→ **Exercise objective**: Copy out everything in the data from the line containing "draw the outline of red" down through the end of the data, both ends included, character for character.

→ **Given information**:
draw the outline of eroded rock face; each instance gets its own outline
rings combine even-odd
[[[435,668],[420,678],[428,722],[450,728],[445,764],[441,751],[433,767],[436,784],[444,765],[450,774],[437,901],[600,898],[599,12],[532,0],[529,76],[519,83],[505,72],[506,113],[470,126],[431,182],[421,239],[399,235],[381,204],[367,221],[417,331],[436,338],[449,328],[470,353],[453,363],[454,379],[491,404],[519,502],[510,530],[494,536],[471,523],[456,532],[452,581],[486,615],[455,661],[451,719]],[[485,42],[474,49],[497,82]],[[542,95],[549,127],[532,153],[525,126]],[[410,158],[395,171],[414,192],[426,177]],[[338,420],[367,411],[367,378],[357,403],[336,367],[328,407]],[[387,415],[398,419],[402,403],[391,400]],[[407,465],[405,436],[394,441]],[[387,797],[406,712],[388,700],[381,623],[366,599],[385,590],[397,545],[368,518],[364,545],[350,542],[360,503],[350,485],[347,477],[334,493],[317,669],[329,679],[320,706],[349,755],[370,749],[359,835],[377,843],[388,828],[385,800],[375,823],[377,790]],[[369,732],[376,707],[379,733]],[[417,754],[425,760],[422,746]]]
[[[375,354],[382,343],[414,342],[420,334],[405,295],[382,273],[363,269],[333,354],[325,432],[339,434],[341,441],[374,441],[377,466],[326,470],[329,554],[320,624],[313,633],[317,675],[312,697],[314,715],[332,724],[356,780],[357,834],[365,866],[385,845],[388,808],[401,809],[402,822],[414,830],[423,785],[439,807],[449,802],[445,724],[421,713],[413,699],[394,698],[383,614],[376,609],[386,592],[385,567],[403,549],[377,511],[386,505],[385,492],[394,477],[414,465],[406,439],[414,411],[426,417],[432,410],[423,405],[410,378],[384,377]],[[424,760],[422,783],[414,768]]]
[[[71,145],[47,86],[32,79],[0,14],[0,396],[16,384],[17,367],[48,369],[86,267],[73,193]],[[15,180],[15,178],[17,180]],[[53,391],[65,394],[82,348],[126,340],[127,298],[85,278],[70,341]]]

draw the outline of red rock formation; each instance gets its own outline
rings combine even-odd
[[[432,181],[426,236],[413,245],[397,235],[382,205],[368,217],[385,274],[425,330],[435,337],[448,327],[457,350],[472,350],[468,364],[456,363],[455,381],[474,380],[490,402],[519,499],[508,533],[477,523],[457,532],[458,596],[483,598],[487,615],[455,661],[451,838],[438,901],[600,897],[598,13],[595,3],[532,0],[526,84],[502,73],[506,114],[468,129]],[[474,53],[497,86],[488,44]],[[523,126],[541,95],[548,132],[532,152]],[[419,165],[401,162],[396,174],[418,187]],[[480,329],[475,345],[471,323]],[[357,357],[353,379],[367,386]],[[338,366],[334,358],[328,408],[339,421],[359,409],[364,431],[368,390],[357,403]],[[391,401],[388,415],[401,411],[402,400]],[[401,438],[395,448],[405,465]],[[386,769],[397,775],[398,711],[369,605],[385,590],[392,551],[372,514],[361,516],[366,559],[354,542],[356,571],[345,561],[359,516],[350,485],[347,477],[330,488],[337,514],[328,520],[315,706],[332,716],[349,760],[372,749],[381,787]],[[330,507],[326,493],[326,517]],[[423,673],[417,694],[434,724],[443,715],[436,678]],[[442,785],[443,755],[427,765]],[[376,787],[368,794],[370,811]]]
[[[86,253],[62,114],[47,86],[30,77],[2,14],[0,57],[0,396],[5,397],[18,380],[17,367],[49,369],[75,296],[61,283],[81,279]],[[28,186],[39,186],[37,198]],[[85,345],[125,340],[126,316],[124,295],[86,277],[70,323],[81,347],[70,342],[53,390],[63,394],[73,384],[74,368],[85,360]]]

→ **Full response**:
draw the outline of red rock formation; each instance gets its own outline
rings combine even-odd
[[[432,181],[426,236],[413,245],[397,235],[382,205],[368,217],[385,274],[425,330],[435,337],[448,327],[457,350],[472,350],[468,364],[456,363],[455,381],[474,380],[490,402],[519,499],[508,533],[477,523],[457,532],[458,596],[483,598],[487,615],[455,661],[451,838],[438,901],[600,897],[598,13],[595,3],[532,0],[526,84],[502,73],[506,114],[468,129]],[[474,53],[497,86],[488,44]],[[523,126],[541,95],[548,132],[532,152]],[[419,165],[401,162],[396,174],[418,187]],[[480,329],[475,345],[471,323]],[[357,357],[353,379],[367,386]],[[338,366],[334,358],[328,408],[339,421],[359,409],[364,431],[368,390],[357,403]],[[391,401],[388,415],[401,411],[402,400]],[[401,438],[395,448],[405,465]],[[386,769],[397,775],[398,711],[369,605],[385,590],[392,551],[372,514],[361,516],[366,559],[354,542],[356,571],[345,561],[359,516],[350,485],[347,477],[330,488],[337,514],[328,520],[315,706],[332,716],[349,760],[372,749],[381,787]],[[330,507],[326,493],[326,517]],[[423,673],[417,694],[434,724],[443,715],[436,678]],[[442,785],[443,755],[427,765]],[[376,787],[368,794],[370,811]]]
[[[86,253],[62,114],[47,86],[30,77],[2,14],[0,57],[0,396],[5,397],[18,380],[17,367],[49,369],[75,296],[61,283],[81,279]],[[28,186],[39,186],[37,198]],[[85,345],[125,340],[126,316],[124,295],[86,277],[70,323],[81,347],[70,342],[53,390],[63,394],[73,384],[74,368],[85,360]]]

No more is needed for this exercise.